_Exercise inputs_.
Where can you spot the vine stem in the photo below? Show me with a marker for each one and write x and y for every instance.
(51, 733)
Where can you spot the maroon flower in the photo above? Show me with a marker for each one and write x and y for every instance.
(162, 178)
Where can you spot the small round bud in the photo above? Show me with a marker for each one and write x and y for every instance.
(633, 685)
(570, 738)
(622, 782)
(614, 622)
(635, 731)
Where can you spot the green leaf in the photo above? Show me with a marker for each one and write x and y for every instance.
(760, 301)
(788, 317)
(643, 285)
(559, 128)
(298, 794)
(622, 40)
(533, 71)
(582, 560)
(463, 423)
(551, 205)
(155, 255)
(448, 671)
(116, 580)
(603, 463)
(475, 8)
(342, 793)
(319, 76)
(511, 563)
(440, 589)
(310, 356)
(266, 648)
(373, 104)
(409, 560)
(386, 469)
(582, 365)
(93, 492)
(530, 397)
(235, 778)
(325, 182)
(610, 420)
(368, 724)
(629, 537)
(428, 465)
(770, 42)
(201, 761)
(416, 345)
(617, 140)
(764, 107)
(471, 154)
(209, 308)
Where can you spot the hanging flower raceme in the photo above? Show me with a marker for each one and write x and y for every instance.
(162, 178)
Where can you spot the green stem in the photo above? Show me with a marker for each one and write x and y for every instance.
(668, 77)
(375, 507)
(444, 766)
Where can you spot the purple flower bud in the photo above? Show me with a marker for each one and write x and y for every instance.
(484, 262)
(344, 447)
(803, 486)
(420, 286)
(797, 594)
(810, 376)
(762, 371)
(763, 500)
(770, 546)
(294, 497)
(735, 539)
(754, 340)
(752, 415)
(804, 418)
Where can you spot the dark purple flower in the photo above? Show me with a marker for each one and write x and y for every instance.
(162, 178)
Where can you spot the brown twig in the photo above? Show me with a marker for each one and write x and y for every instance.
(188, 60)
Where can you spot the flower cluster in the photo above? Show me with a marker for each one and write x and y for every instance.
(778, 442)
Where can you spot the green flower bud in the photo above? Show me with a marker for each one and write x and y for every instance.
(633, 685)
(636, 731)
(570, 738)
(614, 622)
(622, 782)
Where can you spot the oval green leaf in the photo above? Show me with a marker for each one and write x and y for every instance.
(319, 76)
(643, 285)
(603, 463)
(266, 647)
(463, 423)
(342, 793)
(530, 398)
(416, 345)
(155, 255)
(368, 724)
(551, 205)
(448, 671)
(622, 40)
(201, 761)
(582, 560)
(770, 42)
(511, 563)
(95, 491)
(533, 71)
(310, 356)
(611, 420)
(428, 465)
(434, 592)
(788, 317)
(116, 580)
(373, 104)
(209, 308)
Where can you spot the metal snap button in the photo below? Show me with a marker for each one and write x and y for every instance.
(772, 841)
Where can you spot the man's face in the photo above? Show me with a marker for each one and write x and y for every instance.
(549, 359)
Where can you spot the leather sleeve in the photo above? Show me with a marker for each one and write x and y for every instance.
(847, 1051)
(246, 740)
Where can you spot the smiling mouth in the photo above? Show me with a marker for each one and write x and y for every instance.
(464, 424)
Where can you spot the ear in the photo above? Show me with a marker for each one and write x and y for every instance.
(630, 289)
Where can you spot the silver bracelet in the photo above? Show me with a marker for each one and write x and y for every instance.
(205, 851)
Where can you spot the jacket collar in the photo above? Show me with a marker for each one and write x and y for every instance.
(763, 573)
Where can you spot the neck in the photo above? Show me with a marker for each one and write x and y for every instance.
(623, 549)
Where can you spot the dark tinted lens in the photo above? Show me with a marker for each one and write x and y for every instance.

_Stated exercise_.
Copy the data word for word, from the line containing "Where can you spot the silver" through the last line.

_Written answer_.
Where can you spot the silver bracelet in the photo above? Show me with a marker for each one and write x and y for every instance.
(205, 851)
Where can you spot the jacket collar in the photo above? Show me with a marker for each one and write x and y for every instance.
(763, 573)
Where can you spot the neck in the photo above? Show me with a marker for each one and write x and y for every instance.
(623, 549)
Where can you spot the dark tinted lens in the photo above? Show me with a marker for each one and write x and y for every instance.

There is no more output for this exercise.